◆ Problem requirements
Would you please copy the part of the material below that opens with the line containing "box: [258, 421, 405, 670]" and closes with the line containing "positive clicks: (347, 615) (387, 544)"? Copy it exactly, and only it.

◆ Records to process
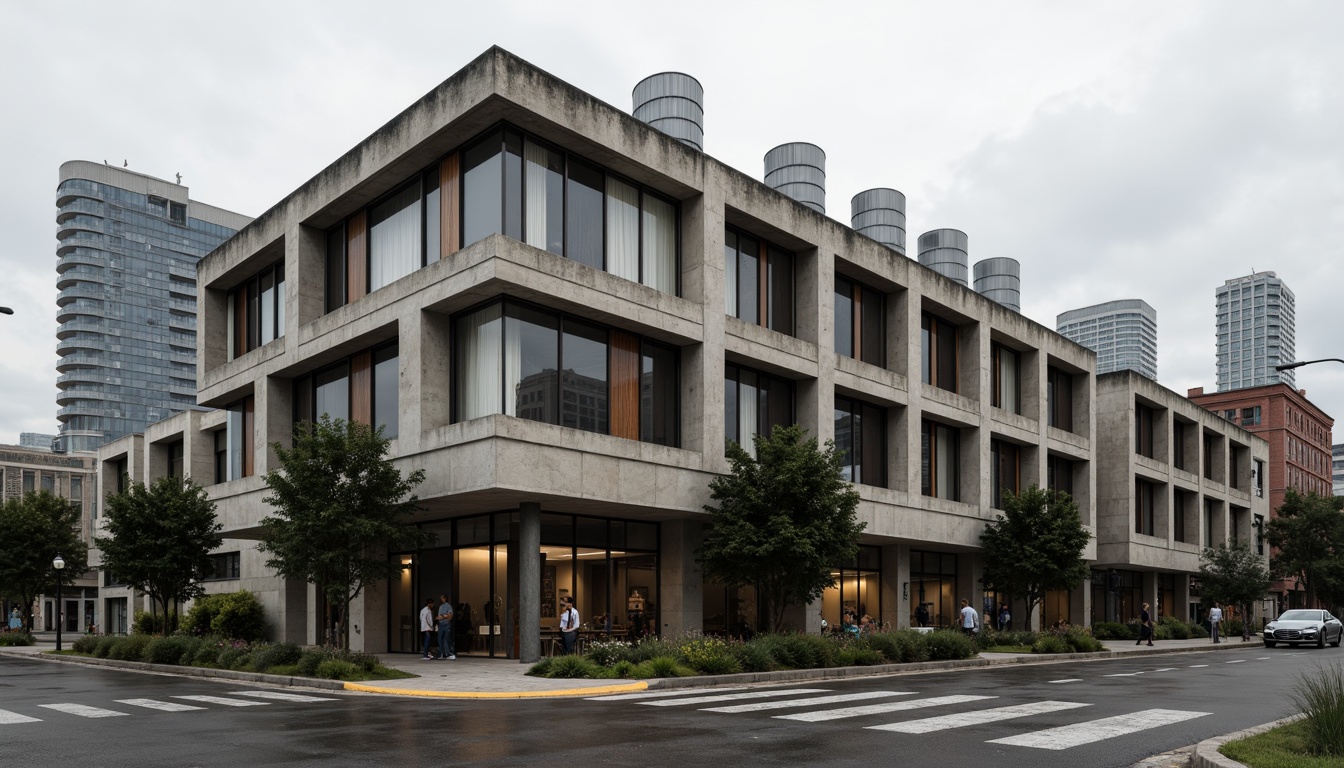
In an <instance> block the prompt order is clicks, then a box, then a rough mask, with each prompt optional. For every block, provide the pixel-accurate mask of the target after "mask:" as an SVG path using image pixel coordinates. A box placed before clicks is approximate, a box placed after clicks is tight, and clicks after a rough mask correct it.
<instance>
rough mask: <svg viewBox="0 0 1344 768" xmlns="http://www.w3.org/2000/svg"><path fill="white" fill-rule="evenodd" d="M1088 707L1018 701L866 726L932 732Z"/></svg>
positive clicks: (1087, 705) (1075, 702) (875, 728)
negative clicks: (996, 708)
mask: <svg viewBox="0 0 1344 768" xmlns="http://www.w3.org/2000/svg"><path fill="white" fill-rule="evenodd" d="M1083 706H1091V705H1090V703H1079V702H1074V701H1038V702H1032V703H1019V705H1016V706H1000V707H997V709H984V710H980V712H962V713H957V714H945V716H942V717H926V718H925V720H911V721H907V722H890V724H887V725H870V726H868V728H870V729H872V730H894V732H896V733H933V732H934V730H948V729H952V728H965V726H968V725H982V724H985V722H997V721H1000V720H1012V718H1015V717H1030V716H1032V714H1046V713H1051V712H1063V710H1066V709H1078V707H1083Z"/></svg>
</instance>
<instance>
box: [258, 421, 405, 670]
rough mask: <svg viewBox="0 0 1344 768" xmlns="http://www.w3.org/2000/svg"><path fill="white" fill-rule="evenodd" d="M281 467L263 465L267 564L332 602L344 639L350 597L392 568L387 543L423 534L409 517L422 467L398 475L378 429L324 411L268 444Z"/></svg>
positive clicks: (347, 615) (387, 544)
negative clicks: (286, 436)
mask: <svg viewBox="0 0 1344 768" xmlns="http://www.w3.org/2000/svg"><path fill="white" fill-rule="evenodd" d="M271 448H273V449H274V451H276V456H277V457H278V459H280V468H278V469H273V471H270V472H267V473H266V487H267V488H270V495H267V496H266V498H265V502H266V503H267V504H271V507H274V510H276V514H274V515H271V516H269V518H266V519H263V521H262V526H263V533H262V542H261V547H259V549H261V550H262V551H265V553H267V554H269V555H270V560H267V561H266V565H267V566H270V568H273V569H276V572H278V573H280V574H281V576H284V577H286V578H302V580H304V581H308V582H312V584H316V585H317V588H319V589H320V590H321V592H323V594H324V596H325V597H327V600H328V603H329V604H331V605H333V607H336V608H337V611H339V613H337V616H339V617H337V621H336V636H337V638H336V639H337V640H339V642H340V643H341V644H343V646H344V644H347V643H348V631H347V621H345V617H347V616H348V615H349V604H351V601H353V600H355V597H358V596H359V593H360V592H362V590H363V589H364V588H366V586H370V585H372V584H376V582H379V581H383V580H386V578H390V577H392V576H395V574H396V570H398V568H399V565H396V564H392V562H390V561H388V558H387V553H388V551H390V550H405V549H415V547H418V546H421V545H422V543H425V542H426V541H427V538H429V537H427V534H425V533H422V531H421V530H419V529H417V527H415V526H413V525H409V523H410V516H411V514H413V512H414V511H415V508H417V506H415V496H413V495H410V494H411V491H413V490H414V488H415V486H419V484H421V483H422V482H423V480H425V471H423V469H417V471H414V472H411V473H410V475H406V476H403V475H402V472H401V471H399V469H398V468H396V467H394V465H392V463H391V461H390V460H388V459H387V448H388V441H387V438H384V437H383V434H382V429H379V430H376V432H375V430H374V429H372V428H370V426H368V425H366V424H360V422H358V421H345V420H340V418H337V420H332V418H329V417H327V416H325V414H324V416H323V418H321V421H319V422H316V424H309V422H301V424H298V425H297V426H296V428H294V445H293V448H284V447H282V445H280V444H278V443H277V444H271Z"/></svg>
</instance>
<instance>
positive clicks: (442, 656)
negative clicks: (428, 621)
mask: <svg viewBox="0 0 1344 768" xmlns="http://www.w3.org/2000/svg"><path fill="white" fill-rule="evenodd" d="M434 619H435V620H438V658H439V659H456V658H457V648H456V647H454V646H456V643H454V642H453V604H452V603H449V601H448V594H439V596H438V616H435V617H434Z"/></svg>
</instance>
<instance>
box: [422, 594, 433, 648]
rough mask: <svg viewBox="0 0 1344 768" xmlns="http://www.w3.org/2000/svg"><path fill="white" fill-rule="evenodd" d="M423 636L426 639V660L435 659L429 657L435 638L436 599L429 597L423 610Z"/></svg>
mask: <svg viewBox="0 0 1344 768" xmlns="http://www.w3.org/2000/svg"><path fill="white" fill-rule="evenodd" d="M421 635H423V638H425V658H426V659H433V658H434V656H431V655H429V644H430V642H431V640H433V638H434V599H433V597H427V599H426V600H425V607H423V608H421Z"/></svg>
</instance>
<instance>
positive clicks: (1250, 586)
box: [1199, 539, 1269, 621]
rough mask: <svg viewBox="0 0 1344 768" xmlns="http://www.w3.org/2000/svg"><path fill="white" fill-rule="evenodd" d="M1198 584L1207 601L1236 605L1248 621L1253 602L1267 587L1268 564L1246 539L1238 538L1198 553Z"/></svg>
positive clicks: (1258, 596)
mask: <svg viewBox="0 0 1344 768" xmlns="http://www.w3.org/2000/svg"><path fill="white" fill-rule="evenodd" d="M1199 584H1200V592H1199V594H1200V597H1202V599H1203V601H1204V603H1206V604H1207V605H1215V604H1223V605H1226V604H1231V605H1236V607H1239V608H1241V609H1242V616H1245V617H1246V620H1247V621H1249V620H1250V616H1251V608H1253V605H1254V604H1255V601H1257V600H1261V599H1262V597H1265V592H1266V590H1267V589H1269V568H1266V566H1265V558H1263V557H1261V555H1258V554H1255V551H1254V550H1253V549H1251V546H1250V543H1247V542H1245V541H1241V539H1238V541H1234V542H1232V546H1227V545H1218V549H1214V547H1208V549H1206V550H1204V551H1202V553H1200V554H1199Z"/></svg>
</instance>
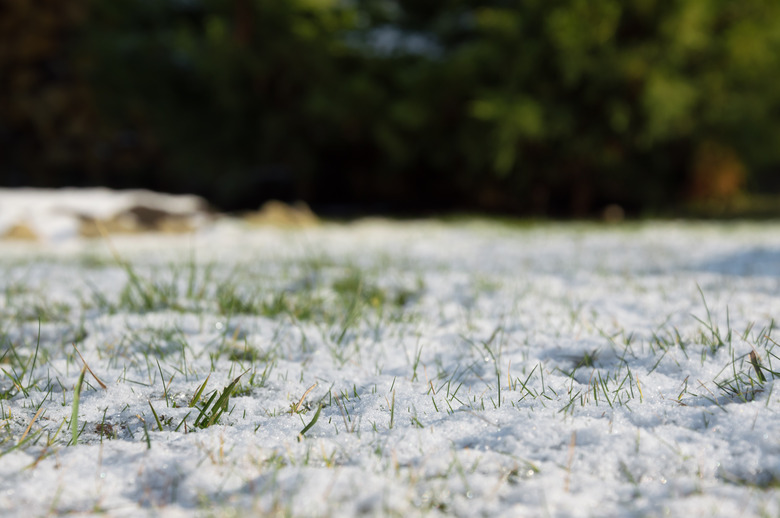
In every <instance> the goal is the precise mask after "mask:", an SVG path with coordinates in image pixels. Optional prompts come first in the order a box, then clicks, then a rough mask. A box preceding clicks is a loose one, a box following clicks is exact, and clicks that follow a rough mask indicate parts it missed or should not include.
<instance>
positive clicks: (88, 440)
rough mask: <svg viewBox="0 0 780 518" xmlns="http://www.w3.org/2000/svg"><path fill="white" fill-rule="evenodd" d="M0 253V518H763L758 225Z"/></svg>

◆ Response to the task
box: [258, 421, 405, 670]
rough mask: <svg viewBox="0 0 1344 768" xmlns="http://www.w3.org/2000/svg"><path fill="white" fill-rule="evenodd" d="M281 467L263 465L267 564L332 602L344 639L350 597L392 568L387 543L423 534L409 517L422 467L398 475L378 429L324 411L268 444Z"/></svg>
positive clicks: (347, 615) (387, 544)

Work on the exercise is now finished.